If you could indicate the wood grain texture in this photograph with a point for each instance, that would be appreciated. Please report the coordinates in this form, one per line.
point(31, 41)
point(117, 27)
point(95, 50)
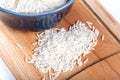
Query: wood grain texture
point(103, 15)
point(14, 56)
point(109, 69)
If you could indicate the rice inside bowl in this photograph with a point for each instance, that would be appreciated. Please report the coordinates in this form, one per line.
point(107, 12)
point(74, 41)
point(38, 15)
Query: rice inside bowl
point(31, 6)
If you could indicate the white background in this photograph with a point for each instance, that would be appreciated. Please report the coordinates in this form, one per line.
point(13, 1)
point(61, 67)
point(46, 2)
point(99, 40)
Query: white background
point(113, 7)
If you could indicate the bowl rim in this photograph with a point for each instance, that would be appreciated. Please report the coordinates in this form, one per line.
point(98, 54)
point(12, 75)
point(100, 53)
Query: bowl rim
point(37, 14)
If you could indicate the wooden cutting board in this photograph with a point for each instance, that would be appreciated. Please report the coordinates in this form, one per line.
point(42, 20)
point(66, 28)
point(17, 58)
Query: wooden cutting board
point(14, 56)
point(108, 69)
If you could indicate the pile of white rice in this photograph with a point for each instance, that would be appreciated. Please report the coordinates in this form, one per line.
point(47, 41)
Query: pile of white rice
point(59, 50)
point(31, 6)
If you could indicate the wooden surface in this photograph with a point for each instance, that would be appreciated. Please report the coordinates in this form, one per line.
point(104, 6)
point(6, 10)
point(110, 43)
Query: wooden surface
point(108, 69)
point(14, 56)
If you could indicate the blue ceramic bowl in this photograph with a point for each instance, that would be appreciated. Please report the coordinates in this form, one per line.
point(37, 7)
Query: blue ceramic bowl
point(34, 22)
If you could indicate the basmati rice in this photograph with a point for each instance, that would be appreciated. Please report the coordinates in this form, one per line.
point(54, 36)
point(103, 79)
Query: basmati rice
point(59, 50)
point(31, 6)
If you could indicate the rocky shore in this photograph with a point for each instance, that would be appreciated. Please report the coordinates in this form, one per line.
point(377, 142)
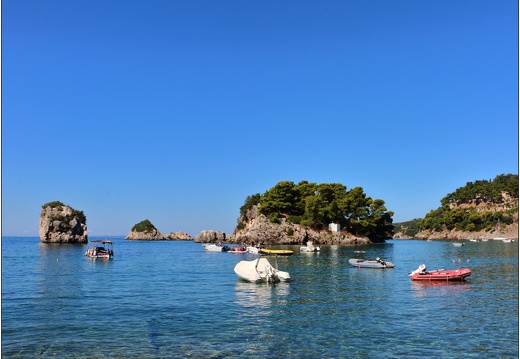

→ **What needs to be done**:
Could you give all the records again, exactly, minus the pictures?

→ **Written reply**:
If you could indicate the wood grain texture in this photograph with a point for each instance, that would be appreciated. Please report the coordinates in this form, one per line.
point(31, 41)
point(117, 27)
point(95, 50)
Query: wood grain texture
point(103, 15)
point(14, 56)
point(109, 69)
If you could indicate the rice inside bowl in this photograph with a point for each instance, that would be appreciated. Please report the coordinates in this form, one per line.
point(107, 12)
point(74, 41)
point(38, 15)
Query: rice inside bowl
point(31, 6)
If you could indicate the white background in this photograph with a point for each instance, that would be appreciated. Please report the coordinates in this form, one per line.
point(13, 1)
point(61, 67)
point(46, 2)
point(99, 40)
Query: white background
point(113, 7)
If you could indicate the bowl rim in this photograph with a point for each instance, that would be appreciated. Please report the coordinates in this form, one per line.
point(98, 54)
point(12, 75)
point(100, 53)
Query: bowl rim
point(37, 14)
If you could indicate the wooden cutting board in this photograph with a point for each instance, that would be appreciated. Please report the coordinates in this form, one per line.
point(42, 20)
point(66, 28)
point(17, 58)
Query: wooden cutting board
point(14, 56)
point(108, 69)
If you could indicate the pile of white rice in this photograph with a point for each instance, that would be appreciated. Please report the coordinates in this form, one per line.
point(47, 41)
Query: pile of white rice
point(59, 50)
point(31, 6)
If you could indicate the wooden surface in this photograph with a point for each instance, that would be appreciated. Please report the coordinates in this form, one per line.
point(104, 6)
point(6, 10)
point(110, 43)
Query: wooden surface
point(108, 69)
point(14, 56)
If you could indicate the blue ceramic bowl in this photograph with a point for each instance, that would be appreciated. Please report the coordinates in this form, one per line.
point(37, 7)
Query: blue ceramic bowl
point(34, 22)
If you could indicate the basmati rice in this photograph with a point for each instance, that would be appreciated. Please report the coordinates in this form, one per line.
point(54, 36)
point(103, 79)
Query: basmati rice
point(59, 50)
point(31, 6)
If you could indicate the rocky shore in this photograph with a point for each instance, that would be appreciated. Please report the coordinates in this form, one per line.
point(377, 142)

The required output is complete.